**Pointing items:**
****************************************

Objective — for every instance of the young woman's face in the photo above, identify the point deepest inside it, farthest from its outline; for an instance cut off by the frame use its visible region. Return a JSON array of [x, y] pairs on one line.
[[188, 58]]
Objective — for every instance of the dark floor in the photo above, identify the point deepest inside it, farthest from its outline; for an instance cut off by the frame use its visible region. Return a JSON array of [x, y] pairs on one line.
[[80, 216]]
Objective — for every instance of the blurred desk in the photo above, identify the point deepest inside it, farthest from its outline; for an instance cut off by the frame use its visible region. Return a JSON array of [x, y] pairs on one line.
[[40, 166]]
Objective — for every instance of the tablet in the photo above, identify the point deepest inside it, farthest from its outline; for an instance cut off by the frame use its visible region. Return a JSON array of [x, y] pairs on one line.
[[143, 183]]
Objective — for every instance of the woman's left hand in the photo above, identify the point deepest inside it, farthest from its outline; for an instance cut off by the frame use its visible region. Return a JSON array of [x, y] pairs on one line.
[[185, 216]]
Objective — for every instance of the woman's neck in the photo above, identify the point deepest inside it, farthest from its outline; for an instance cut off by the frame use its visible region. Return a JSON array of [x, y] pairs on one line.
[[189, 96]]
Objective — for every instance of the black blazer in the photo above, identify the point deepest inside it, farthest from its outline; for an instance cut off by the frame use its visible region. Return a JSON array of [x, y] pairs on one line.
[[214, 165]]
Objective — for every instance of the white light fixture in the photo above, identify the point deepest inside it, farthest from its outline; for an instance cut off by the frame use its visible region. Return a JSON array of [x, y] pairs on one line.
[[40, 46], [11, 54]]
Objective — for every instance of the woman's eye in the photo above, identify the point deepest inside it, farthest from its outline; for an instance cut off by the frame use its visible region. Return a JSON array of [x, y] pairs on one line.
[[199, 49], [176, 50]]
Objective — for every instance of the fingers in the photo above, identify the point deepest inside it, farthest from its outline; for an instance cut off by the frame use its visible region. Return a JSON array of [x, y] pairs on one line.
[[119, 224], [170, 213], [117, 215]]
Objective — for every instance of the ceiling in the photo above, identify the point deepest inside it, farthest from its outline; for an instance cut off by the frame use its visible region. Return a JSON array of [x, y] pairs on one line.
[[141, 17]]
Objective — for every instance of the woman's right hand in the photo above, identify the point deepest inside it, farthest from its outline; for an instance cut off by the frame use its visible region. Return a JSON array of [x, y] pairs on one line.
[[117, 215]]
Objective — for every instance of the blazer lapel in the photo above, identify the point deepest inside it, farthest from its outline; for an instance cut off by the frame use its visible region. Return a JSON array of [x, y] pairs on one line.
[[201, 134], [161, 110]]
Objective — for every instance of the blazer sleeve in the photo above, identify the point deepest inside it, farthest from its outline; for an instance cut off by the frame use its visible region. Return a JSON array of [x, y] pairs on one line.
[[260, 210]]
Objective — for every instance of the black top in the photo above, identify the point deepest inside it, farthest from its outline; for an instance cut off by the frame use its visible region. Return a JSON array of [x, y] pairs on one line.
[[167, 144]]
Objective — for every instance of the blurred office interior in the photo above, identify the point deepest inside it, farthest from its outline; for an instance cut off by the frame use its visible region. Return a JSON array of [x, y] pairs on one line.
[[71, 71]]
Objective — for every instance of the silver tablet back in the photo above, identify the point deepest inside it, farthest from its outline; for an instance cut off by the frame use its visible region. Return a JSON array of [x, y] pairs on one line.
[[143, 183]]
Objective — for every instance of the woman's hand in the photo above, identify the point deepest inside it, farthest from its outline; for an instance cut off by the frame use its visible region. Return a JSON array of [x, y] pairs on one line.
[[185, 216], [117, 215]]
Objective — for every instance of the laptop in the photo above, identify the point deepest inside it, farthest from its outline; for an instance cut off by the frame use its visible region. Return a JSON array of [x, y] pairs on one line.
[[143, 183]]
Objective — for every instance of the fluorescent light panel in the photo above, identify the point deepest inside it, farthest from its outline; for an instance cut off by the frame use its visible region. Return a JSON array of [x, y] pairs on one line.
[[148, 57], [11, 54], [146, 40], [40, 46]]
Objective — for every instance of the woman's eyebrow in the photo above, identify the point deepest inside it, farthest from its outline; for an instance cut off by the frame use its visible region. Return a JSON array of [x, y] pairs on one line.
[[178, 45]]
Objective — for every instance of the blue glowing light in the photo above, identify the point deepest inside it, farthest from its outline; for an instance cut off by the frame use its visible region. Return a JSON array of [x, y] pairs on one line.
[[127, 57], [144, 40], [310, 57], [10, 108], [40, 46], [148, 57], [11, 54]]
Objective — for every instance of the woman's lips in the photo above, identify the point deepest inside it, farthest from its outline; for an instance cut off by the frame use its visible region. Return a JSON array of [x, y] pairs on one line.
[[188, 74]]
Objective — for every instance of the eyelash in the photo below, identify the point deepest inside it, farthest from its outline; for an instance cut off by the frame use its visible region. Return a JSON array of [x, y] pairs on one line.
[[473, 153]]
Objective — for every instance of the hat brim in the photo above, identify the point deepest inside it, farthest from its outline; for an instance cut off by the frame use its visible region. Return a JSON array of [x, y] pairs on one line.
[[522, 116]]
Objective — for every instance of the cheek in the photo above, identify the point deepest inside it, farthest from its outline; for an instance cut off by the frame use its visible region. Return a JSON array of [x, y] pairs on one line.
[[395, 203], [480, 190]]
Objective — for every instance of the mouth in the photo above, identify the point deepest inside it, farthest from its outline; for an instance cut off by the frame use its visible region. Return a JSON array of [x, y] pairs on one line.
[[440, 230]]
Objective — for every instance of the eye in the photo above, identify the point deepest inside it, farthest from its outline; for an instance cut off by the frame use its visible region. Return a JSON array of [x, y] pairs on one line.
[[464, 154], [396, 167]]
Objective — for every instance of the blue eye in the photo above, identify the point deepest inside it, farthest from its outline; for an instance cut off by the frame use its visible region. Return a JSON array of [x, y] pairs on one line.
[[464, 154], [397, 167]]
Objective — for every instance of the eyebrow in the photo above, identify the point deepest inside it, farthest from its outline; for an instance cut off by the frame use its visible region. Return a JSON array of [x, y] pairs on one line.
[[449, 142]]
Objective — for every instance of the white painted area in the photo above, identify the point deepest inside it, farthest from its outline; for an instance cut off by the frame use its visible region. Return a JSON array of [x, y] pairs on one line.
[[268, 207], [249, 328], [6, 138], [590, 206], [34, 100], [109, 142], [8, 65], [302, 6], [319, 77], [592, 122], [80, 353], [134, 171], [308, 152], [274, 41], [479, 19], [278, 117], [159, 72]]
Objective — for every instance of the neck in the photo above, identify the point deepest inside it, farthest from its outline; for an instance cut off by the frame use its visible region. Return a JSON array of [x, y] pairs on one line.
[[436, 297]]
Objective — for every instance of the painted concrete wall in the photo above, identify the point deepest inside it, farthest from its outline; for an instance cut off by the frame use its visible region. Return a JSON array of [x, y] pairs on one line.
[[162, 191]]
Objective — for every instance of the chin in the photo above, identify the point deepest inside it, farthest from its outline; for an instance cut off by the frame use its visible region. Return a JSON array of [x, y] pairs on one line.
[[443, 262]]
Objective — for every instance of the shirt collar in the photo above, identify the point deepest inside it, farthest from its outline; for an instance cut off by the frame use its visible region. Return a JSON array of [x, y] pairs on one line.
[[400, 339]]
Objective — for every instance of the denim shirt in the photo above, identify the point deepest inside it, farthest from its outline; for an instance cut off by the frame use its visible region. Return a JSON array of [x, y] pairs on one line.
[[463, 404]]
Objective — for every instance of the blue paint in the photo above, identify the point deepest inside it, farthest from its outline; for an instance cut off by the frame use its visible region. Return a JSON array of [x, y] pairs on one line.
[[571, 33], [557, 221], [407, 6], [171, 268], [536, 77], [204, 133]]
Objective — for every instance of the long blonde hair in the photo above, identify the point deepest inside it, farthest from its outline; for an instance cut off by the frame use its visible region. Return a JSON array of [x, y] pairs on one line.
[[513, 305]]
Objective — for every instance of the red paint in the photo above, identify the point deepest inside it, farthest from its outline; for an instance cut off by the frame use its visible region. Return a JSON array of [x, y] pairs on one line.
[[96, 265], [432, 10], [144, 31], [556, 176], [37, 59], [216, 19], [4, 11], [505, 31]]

****************************************

**Your task:**
Could you render the lines of the items as a JSON list of strings, one per line with blank lines omitted, starting with the first line of the items and going on through the line that contains "[[80, 216]]"?

**Response:**
[
  "Objective — for every instance of the young woman's face in the photo above, identify the point deepest inside it, farthest from its outline; for an instance cut off by the frame use its visible region. Return a JSON array of [x, y] pairs on one line.",
  "[[188, 58]]",
  "Objective — for every instance of the dark floor in the photo above, identify the point deepest inside it, farthest from its outline; for an instance cut off by the frame use its visible region. Return a JSON array of [x, y] pairs on one line.",
  "[[80, 216]]"
]